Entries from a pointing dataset
• • •

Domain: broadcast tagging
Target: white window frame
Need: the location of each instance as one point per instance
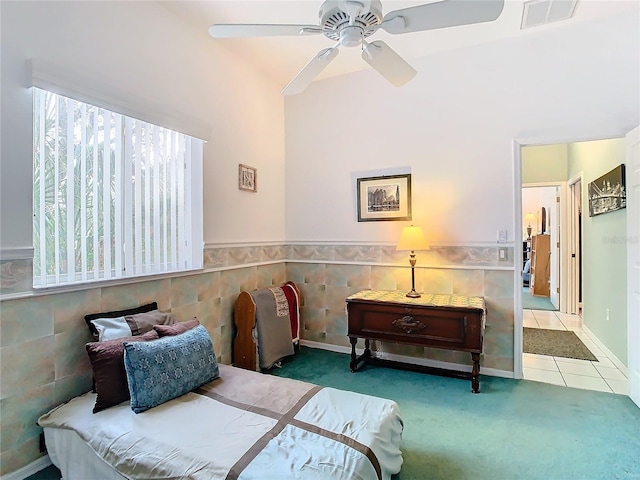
(130, 259)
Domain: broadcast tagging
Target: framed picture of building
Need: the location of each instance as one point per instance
(247, 178)
(384, 198)
(607, 193)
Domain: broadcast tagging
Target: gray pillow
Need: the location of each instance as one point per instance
(129, 325)
(164, 369)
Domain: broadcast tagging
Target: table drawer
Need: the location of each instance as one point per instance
(417, 326)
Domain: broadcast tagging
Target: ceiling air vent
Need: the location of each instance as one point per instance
(541, 12)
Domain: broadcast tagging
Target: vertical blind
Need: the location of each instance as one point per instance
(111, 195)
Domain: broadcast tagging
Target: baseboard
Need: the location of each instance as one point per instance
(492, 372)
(607, 352)
(28, 470)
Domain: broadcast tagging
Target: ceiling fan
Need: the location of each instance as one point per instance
(349, 22)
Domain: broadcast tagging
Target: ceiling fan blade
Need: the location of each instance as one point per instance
(388, 63)
(310, 71)
(257, 30)
(446, 13)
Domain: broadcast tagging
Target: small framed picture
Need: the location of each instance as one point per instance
(384, 198)
(247, 178)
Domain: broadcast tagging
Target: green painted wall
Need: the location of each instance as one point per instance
(604, 248)
(544, 163)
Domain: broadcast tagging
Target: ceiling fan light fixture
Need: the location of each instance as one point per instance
(351, 36)
(349, 22)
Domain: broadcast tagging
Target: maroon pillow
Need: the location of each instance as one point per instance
(176, 328)
(109, 375)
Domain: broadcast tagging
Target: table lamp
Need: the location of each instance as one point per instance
(412, 239)
(529, 217)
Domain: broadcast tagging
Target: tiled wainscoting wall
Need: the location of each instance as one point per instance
(42, 336)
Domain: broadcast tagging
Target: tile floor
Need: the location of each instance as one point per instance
(602, 375)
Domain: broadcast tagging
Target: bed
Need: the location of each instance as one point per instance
(240, 425)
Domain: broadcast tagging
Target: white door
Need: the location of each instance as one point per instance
(633, 262)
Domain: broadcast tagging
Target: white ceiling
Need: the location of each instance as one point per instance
(282, 57)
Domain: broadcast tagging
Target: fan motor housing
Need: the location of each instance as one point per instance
(333, 19)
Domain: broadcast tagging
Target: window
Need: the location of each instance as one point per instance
(113, 195)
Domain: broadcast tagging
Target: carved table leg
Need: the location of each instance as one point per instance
(353, 365)
(475, 373)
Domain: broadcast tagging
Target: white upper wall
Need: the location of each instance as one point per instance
(453, 127)
(149, 55)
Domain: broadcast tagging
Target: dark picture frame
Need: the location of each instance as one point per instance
(608, 193)
(247, 178)
(385, 198)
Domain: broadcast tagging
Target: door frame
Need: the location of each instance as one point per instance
(574, 236)
(562, 260)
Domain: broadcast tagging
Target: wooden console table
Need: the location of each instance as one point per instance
(450, 322)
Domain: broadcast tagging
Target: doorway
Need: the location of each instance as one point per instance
(542, 224)
(575, 246)
(591, 159)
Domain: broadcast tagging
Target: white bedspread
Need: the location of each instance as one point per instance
(245, 425)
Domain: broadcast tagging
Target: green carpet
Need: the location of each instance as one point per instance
(530, 302)
(513, 429)
(556, 343)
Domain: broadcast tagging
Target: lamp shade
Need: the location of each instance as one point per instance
(412, 238)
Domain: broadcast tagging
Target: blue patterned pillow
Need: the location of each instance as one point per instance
(169, 367)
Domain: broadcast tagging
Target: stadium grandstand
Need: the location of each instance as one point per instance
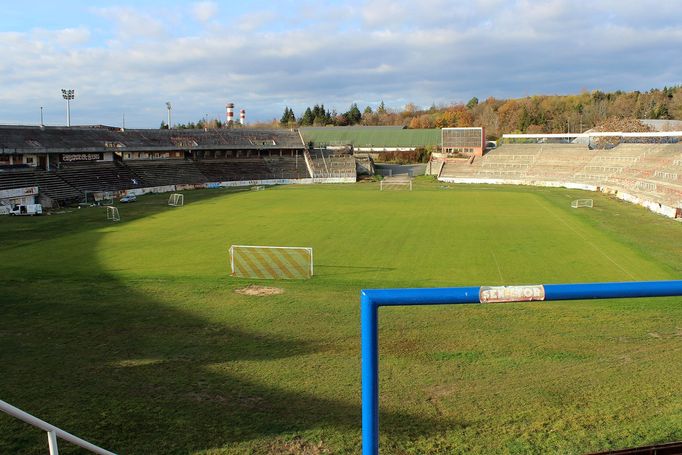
(647, 172)
(372, 138)
(67, 164)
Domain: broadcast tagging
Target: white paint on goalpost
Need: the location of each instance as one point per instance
(112, 213)
(580, 203)
(271, 262)
(176, 200)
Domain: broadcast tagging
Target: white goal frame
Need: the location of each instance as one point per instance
(176, 200)
(390, 183)
(582, 203)
(112, 213)
(267, 261)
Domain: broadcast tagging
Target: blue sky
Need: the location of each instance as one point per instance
(129, 58)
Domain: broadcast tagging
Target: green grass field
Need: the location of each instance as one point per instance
(131, 335)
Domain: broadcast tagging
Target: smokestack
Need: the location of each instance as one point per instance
(230, 113)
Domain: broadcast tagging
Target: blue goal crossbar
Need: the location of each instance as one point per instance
(372, 299)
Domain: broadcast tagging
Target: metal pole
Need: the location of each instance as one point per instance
(370, 375)
(372, 299)
(36, 422)
(52, 443)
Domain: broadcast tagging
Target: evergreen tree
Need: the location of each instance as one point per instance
(307, 118)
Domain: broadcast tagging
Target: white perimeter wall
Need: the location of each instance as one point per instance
(661, 209)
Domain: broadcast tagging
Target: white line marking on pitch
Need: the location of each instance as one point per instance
(587, 240)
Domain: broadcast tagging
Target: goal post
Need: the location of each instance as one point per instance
(112, 213)
(176, 200)
(271, 262)
(372, 299)
(580, 203)
(388, 184)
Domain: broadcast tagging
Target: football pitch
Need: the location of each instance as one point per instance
(131, 335)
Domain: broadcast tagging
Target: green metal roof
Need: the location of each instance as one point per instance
(366, 136)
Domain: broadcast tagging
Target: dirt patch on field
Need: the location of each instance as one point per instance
(259, 291)
(297, 446)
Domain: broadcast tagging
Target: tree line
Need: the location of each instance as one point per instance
(532, 114)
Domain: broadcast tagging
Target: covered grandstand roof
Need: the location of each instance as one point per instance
(50, 139)
(371, 136)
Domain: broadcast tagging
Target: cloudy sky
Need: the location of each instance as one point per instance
(130, 57)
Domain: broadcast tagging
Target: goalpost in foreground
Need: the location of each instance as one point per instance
(176, 200)
(579, 203)
(112, 213)
(271, 262)
(372, 299)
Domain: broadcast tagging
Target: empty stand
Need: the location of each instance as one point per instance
(98, 176)
(650, 171)
(48, 184)
(166, 172)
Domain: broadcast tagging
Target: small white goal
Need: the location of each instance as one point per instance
(176, 200)
(582, 203)
(396, 183)
(271, 262)
(112, 213)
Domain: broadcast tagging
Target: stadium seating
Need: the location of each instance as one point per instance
(48, 184)
(98, 176)
(166, 172)
(650, 171)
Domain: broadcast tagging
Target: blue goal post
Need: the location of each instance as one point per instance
(372, 299)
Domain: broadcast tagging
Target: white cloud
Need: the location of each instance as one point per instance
(205, 11)
(334, 55)
(131, 23)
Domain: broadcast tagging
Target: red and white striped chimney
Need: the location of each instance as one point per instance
(230, 113)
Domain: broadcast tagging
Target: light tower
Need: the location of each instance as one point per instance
(68, 95)
(230, 114)
(168, 106)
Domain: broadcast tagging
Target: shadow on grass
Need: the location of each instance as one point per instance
(136, 375)
(336, 270)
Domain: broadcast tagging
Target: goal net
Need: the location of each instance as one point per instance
(112, 214)
(271, 262)
(176, 200)
(396, 183)
(579, 203)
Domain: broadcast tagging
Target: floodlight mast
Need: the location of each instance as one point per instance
(68, 95)
(168, 106)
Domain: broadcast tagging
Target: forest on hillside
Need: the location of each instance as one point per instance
(532, 114)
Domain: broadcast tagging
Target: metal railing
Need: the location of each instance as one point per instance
(52, 432)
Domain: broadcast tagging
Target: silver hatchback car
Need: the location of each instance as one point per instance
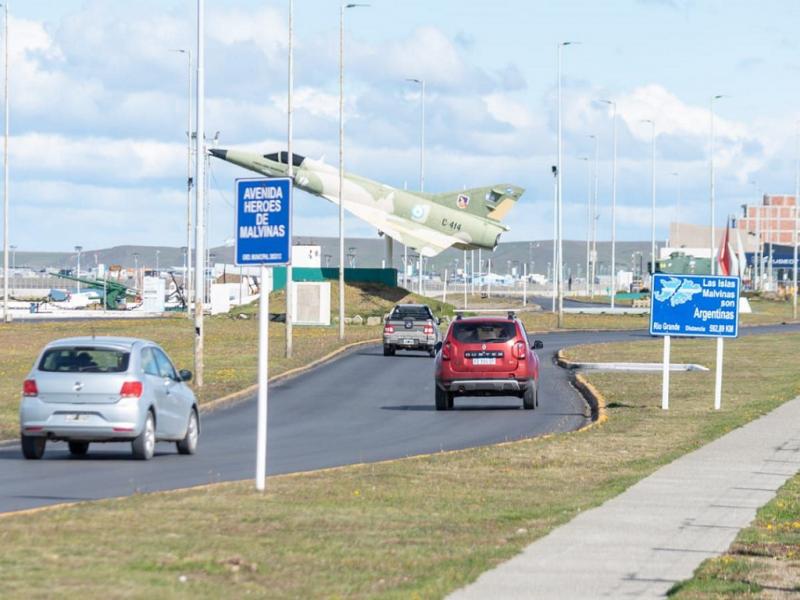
(107, 389)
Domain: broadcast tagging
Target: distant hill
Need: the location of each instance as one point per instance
(365, 252)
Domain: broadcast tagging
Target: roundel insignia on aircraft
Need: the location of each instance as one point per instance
(420, 212)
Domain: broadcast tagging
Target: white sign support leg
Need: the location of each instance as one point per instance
(718, 382)
(263, 377)
(665, 378)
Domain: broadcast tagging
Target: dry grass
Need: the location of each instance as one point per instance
(419, 527)
(763, 562)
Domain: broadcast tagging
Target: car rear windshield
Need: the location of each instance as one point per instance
(84, 359)
(483, 332)
(417, 313)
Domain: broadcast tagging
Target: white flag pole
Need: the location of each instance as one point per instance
(525, 284)
(718, 382)
(665, 377)
(263, 378)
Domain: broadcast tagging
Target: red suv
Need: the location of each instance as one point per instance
(486, 356)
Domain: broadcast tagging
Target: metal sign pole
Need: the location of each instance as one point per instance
(263, 226)
(465, 279)
(665, 377)
(263, 378)
(718, 376)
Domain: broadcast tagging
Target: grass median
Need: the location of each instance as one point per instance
(231, 342)
(419, 527)
(763, 562)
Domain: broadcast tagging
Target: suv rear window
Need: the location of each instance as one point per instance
(418, 313)
(84, 359)
(484, 332)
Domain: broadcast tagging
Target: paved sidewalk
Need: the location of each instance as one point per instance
(656, 533)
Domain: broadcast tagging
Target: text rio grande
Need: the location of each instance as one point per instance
(261, 201)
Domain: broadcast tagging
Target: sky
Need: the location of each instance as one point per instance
(98, 108)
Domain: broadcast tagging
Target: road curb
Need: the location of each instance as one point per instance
(595, 400)
(243, 394)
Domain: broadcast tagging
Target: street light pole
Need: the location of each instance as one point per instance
(555, 236)
(6, 314)
(290, 174)
(79, 249)
(593, 232)
(796, 196)
(613, 202)
(711, 183)
(589, 222)
(421, 83)
(677, 211)
(200, 174)
(559, 204)
(757, 258)
(342, 7)
(653, 195)
(187, 284)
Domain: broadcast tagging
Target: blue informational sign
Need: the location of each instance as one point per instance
(694, 305)
(263, 221)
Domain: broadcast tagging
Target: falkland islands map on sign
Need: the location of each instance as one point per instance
(677, 291)
(694, 305)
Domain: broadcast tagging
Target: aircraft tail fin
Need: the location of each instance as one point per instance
(492, 202)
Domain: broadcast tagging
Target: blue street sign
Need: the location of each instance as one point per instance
(694, 305)
(263, 221)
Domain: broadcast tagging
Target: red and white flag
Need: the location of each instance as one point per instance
(725, 257)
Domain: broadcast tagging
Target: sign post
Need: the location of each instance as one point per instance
(263, 237)
(694, 306)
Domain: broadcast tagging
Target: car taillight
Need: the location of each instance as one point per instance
(131, 389)
(29, 388)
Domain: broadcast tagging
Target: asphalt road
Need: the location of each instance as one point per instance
(363, 407)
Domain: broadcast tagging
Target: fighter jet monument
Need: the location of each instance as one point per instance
(429, 223)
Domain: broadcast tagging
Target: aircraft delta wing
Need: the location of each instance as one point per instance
(429, 223)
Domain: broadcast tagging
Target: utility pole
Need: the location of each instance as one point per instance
(200, 254)
(290, 174)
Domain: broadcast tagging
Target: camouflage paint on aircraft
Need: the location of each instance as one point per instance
(429, 223)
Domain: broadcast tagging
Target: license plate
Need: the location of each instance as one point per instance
(484, 361)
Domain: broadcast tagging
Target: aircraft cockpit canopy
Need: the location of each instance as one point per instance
(283, 157)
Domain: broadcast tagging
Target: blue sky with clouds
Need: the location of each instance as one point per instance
(98, 109)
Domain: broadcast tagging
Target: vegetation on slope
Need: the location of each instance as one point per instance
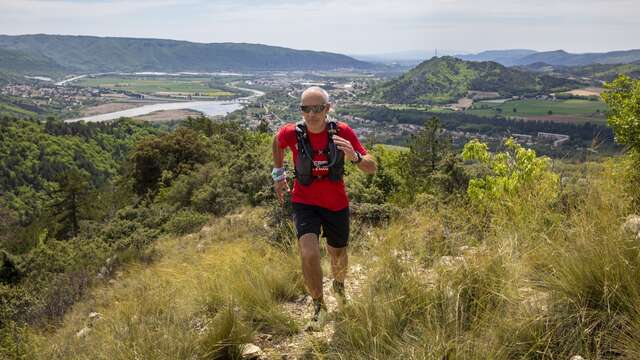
(104, 54)
(481, 254)
(446, 79)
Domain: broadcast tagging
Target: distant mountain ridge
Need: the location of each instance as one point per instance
(557, 57)
(446, 79)
(103, 54)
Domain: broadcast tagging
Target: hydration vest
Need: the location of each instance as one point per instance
(304, 167)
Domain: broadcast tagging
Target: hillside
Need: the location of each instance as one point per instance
(446, 79)
(557, 57)
(504, 57)
(104, 54)
(187, 254)
(561, 57)
(603, 72)
(20, 62)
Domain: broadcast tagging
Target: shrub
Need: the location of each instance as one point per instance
(186, 221)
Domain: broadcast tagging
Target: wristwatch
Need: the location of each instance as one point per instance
(278, 174)
(358, 158)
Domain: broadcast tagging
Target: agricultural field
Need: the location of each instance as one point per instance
(577, 110)
(159, 86)
(7, 109)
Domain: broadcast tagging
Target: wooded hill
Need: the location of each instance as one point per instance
(446, 79)
(556, 57)
(49, 53)
(604, 72)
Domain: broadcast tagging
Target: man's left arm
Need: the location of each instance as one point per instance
(368, 163)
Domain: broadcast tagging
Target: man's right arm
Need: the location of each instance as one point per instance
(278, 162)
(278, 153)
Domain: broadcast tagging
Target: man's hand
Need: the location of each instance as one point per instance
(281, 187)
(344, 145)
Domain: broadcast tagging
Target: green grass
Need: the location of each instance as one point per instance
(529, 279)
(155, 85)
(580, 109)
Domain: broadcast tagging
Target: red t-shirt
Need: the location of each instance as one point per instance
(321, 192)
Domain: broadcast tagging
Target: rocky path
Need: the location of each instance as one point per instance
(299, 345)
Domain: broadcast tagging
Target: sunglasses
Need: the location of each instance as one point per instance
(315, 108)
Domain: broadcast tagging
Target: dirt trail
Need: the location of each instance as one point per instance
(296, 346)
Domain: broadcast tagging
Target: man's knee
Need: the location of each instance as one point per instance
(309, 247)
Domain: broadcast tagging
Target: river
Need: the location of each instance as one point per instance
(209, 108)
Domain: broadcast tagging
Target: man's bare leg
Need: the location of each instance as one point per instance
(311, 270)
(339, 262)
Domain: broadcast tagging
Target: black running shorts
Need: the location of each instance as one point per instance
(334, 224)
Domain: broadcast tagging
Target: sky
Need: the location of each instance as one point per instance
(348, 26)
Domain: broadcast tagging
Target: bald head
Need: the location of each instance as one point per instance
(315, 95)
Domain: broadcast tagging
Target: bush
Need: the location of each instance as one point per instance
(185, 222)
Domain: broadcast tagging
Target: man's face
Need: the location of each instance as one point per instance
(312, 117)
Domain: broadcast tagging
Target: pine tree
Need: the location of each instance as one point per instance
(427, 149)
(72, 203)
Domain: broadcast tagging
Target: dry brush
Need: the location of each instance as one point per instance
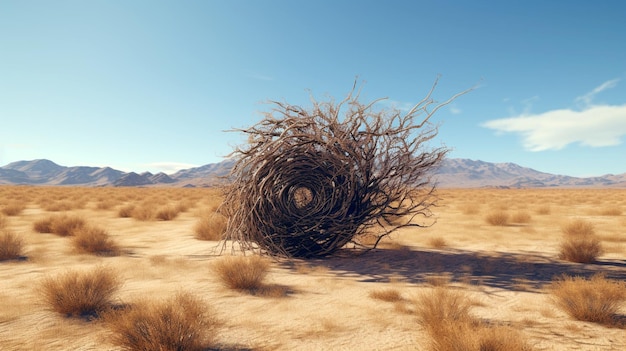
(310, 181)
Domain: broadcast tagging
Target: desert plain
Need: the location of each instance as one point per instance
(345, 302)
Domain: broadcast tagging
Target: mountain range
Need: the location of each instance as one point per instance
(453, 173)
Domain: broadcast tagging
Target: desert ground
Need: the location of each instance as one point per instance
(347, 302)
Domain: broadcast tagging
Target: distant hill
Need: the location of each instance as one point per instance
(466, 173)
(456, 172)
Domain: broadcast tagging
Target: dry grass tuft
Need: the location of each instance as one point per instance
(544, 210)
(167, 213)
(578, 227)
(95, 240)
(581, 244)
(81, 293)
(595, 300)
(211, 227)
(145, 212)
(3, 221)
(13, 208)
(437, 242)
(242, 272)
(11, 245)
(497, 217)
(63, 225)
(126, 211)
(388, 295)
(181, 323)
(611, 211)
(445, 315)
(442, 279)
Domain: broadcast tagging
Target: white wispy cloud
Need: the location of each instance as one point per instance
(168, 167)
(595, 126)
(587, 99)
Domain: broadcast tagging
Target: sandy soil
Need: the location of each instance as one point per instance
(506, 269)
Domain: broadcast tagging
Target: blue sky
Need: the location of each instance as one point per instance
(153, 85)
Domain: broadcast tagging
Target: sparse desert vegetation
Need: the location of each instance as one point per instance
(580, 244)
(131, 279)
(242, 272)
(182, 322)
(11, 245)
(596, 299)
(80, 293)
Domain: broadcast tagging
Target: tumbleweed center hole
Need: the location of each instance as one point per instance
(302, 197)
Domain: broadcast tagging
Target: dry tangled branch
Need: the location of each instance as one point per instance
(310, 181)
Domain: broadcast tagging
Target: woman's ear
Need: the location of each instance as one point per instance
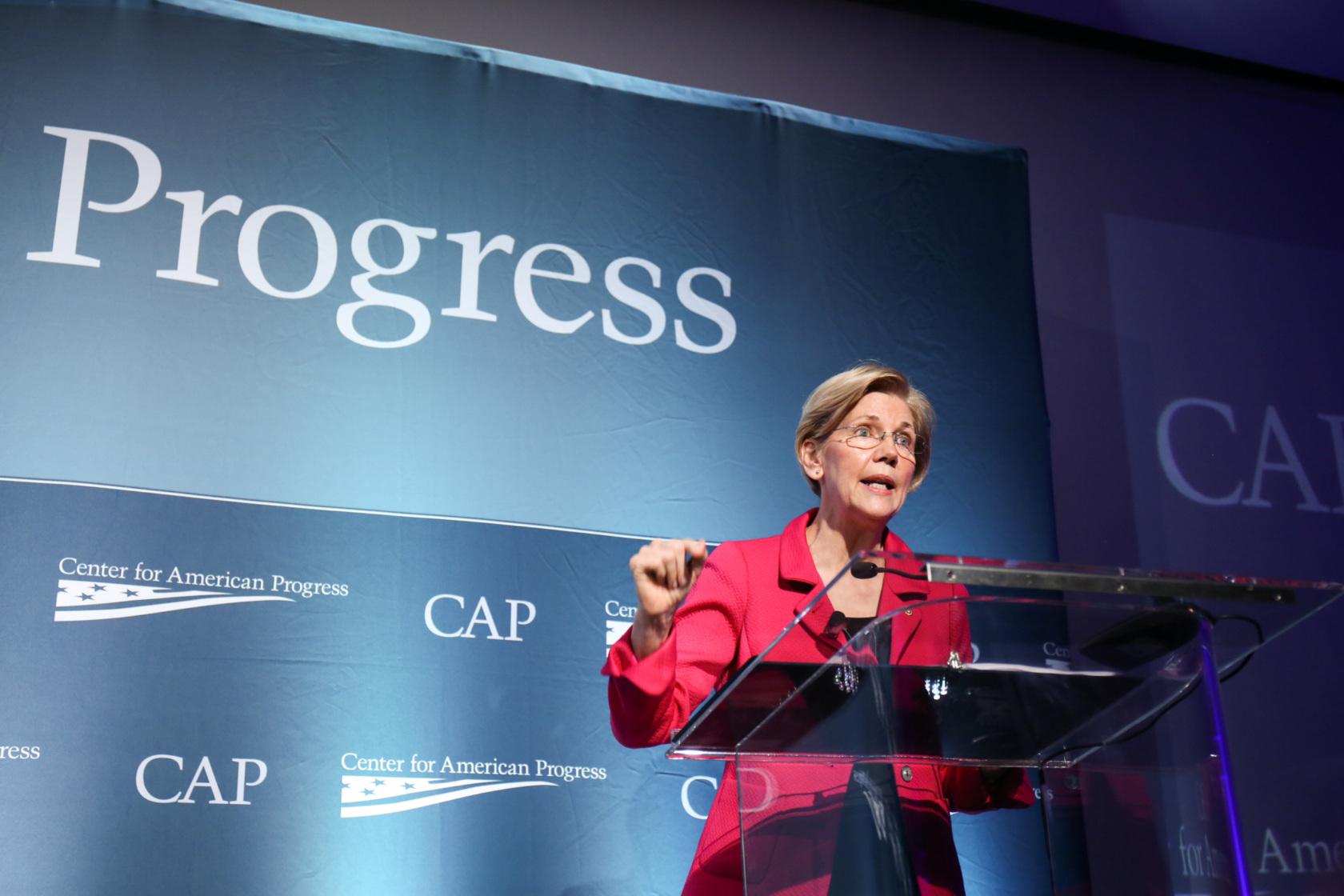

• • •

• _The problem_
Pull out each line above that contains the word "mountain". Case counts.

• _Answer below_
Target: distant mountain ridge
Target: mountain range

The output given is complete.